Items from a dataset
>>>

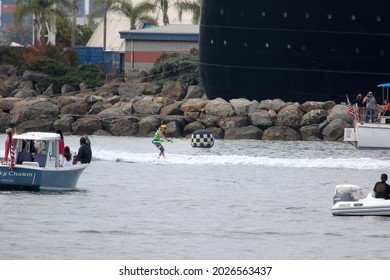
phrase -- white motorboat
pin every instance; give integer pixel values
(350, 201)
(31, 170)
(371, 135)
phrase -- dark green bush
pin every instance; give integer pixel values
(89, 74)
(46, 65)
(182, 68)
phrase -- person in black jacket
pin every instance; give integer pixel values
(382, 189)
(84, 154)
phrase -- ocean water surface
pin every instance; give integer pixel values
(242, 199)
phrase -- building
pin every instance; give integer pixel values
(144, 46)
(7, 9)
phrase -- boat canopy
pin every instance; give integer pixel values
(385, 94)
(38, 136)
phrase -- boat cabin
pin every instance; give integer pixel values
(38, 149)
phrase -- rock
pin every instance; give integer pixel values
(172, 109)
(334, 131)
(281, 133)
(194, 92)
(76, 108)
(146, 106)
(193, 105)
(230, 122)
(290, 116)
(311, 133)
(42, 125)
(148, 126)
(314, 116)
(191, 127)
(219, 107)
(173, 91)
(121, 127)
(261, 119)
(33, 76)
(86, 125)
(131, 91)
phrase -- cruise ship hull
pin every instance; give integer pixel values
(294, 50)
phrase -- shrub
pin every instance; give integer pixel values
(175, 67)
(88, 74)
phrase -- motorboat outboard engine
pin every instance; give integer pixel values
(347, 193)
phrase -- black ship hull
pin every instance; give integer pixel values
(294, 50)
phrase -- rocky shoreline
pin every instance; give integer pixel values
(133, 107)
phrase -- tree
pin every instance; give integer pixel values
(134, 13)
(189, 6)
(164, 6)
(43, 11)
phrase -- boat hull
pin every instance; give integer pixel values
(296, 51)
(37, 178)
(369, 135)
(374, 207)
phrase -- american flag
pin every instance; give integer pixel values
(350, 108)
(12, 156)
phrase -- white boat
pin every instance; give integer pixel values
(371, 135)
(29, 170)
(350, 201)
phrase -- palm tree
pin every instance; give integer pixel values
(189, 6)
(134, 13)
(164, 6)
(100, 9)
(43, 11)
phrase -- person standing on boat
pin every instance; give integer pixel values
(87, 140)
(66, 157)
(359, 102)
(158, 135)
(84, 154)
(382, 189)
(61, 143)
(8, 142)
(370, 107)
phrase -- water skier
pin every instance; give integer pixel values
(157, 139)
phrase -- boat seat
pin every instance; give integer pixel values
(23, 156)
(41, 159)
(30, 163)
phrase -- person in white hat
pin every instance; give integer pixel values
(8, 142)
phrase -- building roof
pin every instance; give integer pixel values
(117, 23)
(175, 32)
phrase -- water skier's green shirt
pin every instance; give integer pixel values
(157, 136)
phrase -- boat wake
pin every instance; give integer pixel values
(345, 163)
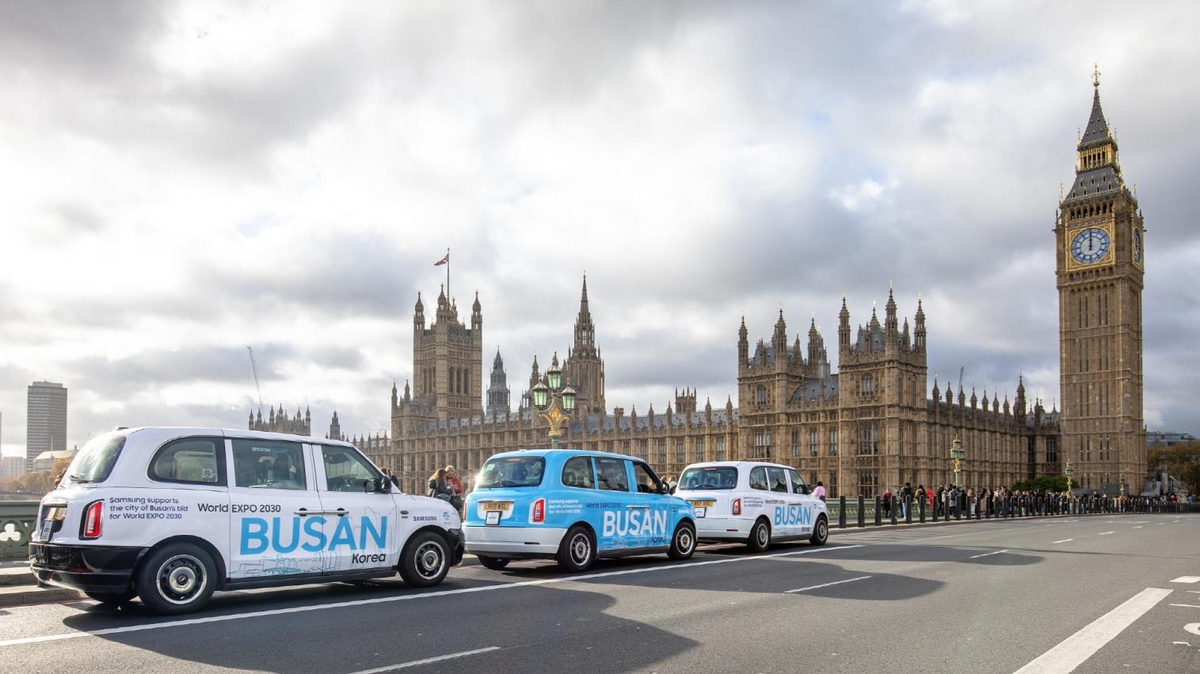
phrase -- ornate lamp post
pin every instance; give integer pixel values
(957, 455)
(555, 402)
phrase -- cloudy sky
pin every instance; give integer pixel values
(184, 180)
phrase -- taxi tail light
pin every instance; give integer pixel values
(91, 521)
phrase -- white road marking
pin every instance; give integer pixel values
(427, 661)
(407, 597)
(1079, 647)
(826, 585)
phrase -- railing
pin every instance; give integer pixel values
(17, 521)
(857, 511)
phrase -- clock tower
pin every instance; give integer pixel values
(1099, 268)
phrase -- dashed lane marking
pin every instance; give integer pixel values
(1079, 647)
(426, 661)
(826, 585)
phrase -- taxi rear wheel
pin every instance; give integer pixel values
(577, 549)
(493, 563)
(760, 536)
(177, 578)
(425, 560)
(820, 533)
(683, 542)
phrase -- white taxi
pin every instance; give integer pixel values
(753, 501)
(171, 515)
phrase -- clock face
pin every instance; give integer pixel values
(1090, 245)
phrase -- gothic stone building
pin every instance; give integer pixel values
(869, 426)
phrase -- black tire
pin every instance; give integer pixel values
(683, 541)
(112, 600)
(177, 578)
(425, 560)
(760, 536)
(577, 549)
(493, 563)
(820, 531)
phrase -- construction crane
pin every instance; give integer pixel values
(253, 367)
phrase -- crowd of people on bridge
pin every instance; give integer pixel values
(949, 501)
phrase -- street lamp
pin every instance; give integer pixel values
(957, 453)
(555, 402)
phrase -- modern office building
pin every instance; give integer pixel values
(46, 423)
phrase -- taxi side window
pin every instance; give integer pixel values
(347, 471)
(759, 477)
(611, 474)
(777, 480)
(798, 486)
(647, 482)
(577, 473)
(191, 461)
(268, 464)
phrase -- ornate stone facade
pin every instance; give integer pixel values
(1099, 238)
(870, 426)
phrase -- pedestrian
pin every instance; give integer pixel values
(455, 481)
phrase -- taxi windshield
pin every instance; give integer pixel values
(511, 471)
(711, 477)
(96, 458)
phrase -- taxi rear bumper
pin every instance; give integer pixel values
(91, 569)
(513, 542)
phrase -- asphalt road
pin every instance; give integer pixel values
(1087, 594)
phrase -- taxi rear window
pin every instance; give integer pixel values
(511, 471)
(711, 477)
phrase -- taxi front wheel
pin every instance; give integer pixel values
(577, 549)
(683, 542)
(177, 578)
(820, 533)
(425, 560)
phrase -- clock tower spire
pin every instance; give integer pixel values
(1099, 269)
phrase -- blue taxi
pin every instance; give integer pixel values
(573, 506)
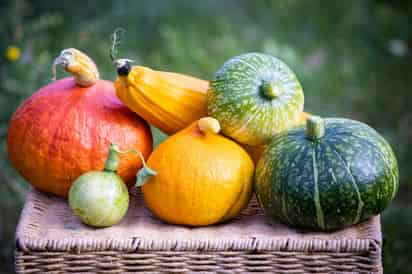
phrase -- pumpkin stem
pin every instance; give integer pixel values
(315, 128)
(271, 90)
(208, 124)
(78, 64)
(123, 66)
(113, 161)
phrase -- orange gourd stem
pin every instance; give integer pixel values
(208, 124)
(79, 65)
(112, 163)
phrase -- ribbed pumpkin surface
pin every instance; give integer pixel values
(246, 111)
(64, 130)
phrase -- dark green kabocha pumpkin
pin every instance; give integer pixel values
(327, 175)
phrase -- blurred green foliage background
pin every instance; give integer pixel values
(353, 58)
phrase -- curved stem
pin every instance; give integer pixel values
(138, 152)
(113, 161)
(79, 65)
(123, 66)
(208, 124)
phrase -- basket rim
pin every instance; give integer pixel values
(26, 240)
(253, 245)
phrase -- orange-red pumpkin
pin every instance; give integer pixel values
(65, 128)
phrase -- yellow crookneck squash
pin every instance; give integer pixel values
(201, 177)
(169, 101)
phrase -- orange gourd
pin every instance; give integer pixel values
(65, 128)
(200, 177)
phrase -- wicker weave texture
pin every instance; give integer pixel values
(50, 239)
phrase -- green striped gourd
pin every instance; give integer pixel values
(326, 175)
(254, 96)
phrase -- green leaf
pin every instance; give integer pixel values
(144, 174)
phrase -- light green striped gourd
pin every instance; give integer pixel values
(254, 96)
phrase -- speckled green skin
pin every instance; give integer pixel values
(99, 198)
(237, 100)
(344, 178)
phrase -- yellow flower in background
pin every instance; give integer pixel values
(12, 53)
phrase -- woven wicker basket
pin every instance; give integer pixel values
(50, 239)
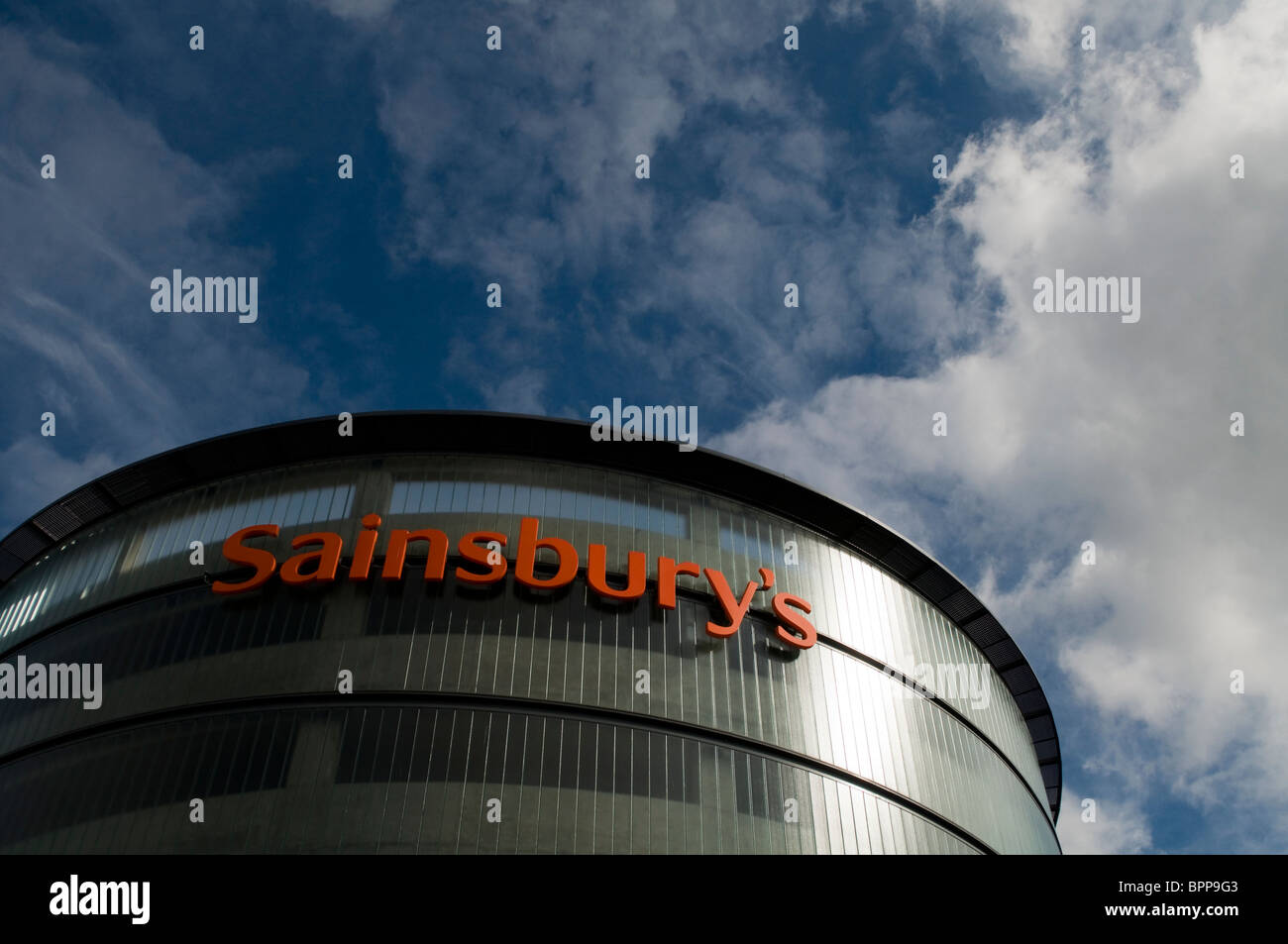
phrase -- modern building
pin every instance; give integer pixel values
(478, 633)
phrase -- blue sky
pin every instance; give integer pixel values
(767, 166)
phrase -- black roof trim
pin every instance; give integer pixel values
(410, 432)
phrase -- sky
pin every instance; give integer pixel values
(767, 166)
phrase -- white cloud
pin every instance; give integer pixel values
(1069, 428)
(1119, 829)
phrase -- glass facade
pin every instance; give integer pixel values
(497, 719)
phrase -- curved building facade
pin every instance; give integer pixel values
(473, 633)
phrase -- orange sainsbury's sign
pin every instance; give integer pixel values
(487, 566)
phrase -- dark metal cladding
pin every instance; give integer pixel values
(509, 434)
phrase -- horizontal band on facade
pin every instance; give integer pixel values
(608, 605)
(498, 704)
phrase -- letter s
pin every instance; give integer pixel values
(794, 621)
(262, 561)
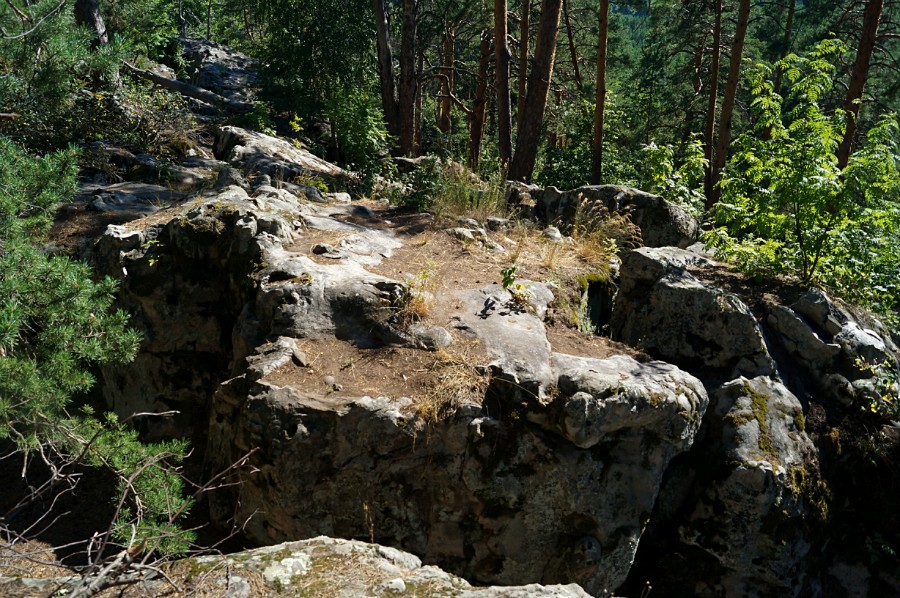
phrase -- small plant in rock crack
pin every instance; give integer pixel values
(519, 293)
(415, 294)
(884, 397)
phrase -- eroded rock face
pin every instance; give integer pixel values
(259, 154)
(670, 313)
(750, 520)
(556, 474)
(662, 223)
(506, 493)
(315, 567)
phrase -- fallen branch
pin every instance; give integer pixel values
(189, 90)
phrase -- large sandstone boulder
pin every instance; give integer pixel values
(751, 518)
(315, 567)
(672, 314)
(219, 69)
(501, 493)
(259, 154)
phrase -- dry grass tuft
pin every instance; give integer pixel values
(455, 382)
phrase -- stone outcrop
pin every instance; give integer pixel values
(745, 493)
(257, 154)
(750, 520)
(552, 491)
(554, 473)
(550, 479)
(221, 70)
(670, 313)
(661, 222)
(315, 567)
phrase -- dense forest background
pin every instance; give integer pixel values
(714, 104)
(772, 121)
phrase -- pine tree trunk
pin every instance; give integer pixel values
(734, 73)
(522, 164)
(479, 108)
(87, 14)
(389, 101)
(572, 50)
(600, 107)
(709, 130)
(409, 84)
(524, 34)
(448, 58)
(853, 104)
(501, 52)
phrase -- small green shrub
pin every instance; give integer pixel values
(682, 185)
(787, 208)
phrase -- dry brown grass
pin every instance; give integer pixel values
(455, 381)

<<<

EXERCISE DETAILS
Repeat exactly the lines from the one containing "phrase -- dark metal cladding" to the last line of the records above, including both, and leave out any pictures.

CORRECT OUTPUT
phrase -- dark metal cladding
pin every instance; give integer pixel values
(509, 434)
phrase -- horizontal band on facade
pin every instance; give integer pixel values
(608, 605)
(498, 704)
phrase -- letter s
pin every instance; give integer pixel values
(794, 621)
(262, 561)
phrase -- small plant in rock crack
pin every instance; give integer pixel values
(519, 293)
(415, 294)
(884, 397)
phrase -- eroded rock face
pin every instance; give integer pixel values
(259, 154)
(670, 313)
(750, 520)
(556, 474)
(662, 223)
(506, 493)
(315, 567)
phrase -- fallen branch
pin every instance; give integer pixel values
(189, 90)
phrase -- large sandstone boulder
pin every instance; give integer pixel values
(751, 518)
(315, 567)
(672, 314)
(219, 69)
(501, 493)
(259, 154)
phrase -- dry grass tuft
pin every instance; give integer pixel values
(455, 382)
phrase -- stone outcrop
pin every instance; give integer pixel values
(745, 493)
(257, 154)
(750, 520)
(552, 491)
(554, 473)
(550, 479)
(221, 70)
(670, 313)
(661, 222)
(315, 567)
phrase -- dense forest background
pin every instance; give integer pixel values
(714, 104)
(772, 121)
phrase -- pine tree trunk
pin every instance; give integer pixel values
(734, 73)
(522, 164)
(479, 108)
(87, 14)
(389, 101)
(572, 50)
(600, 107)
(709, 130)
(409, 84)
(524, 34)
(448, 58)
(853, 104)
(501, 52)
phrase -- small green shrub
pin every instance; give integer pixel values
(682, 185)
(787, 208)
phrase -- dry brown grass
pin every instance; give integer pixel values
(455, 381)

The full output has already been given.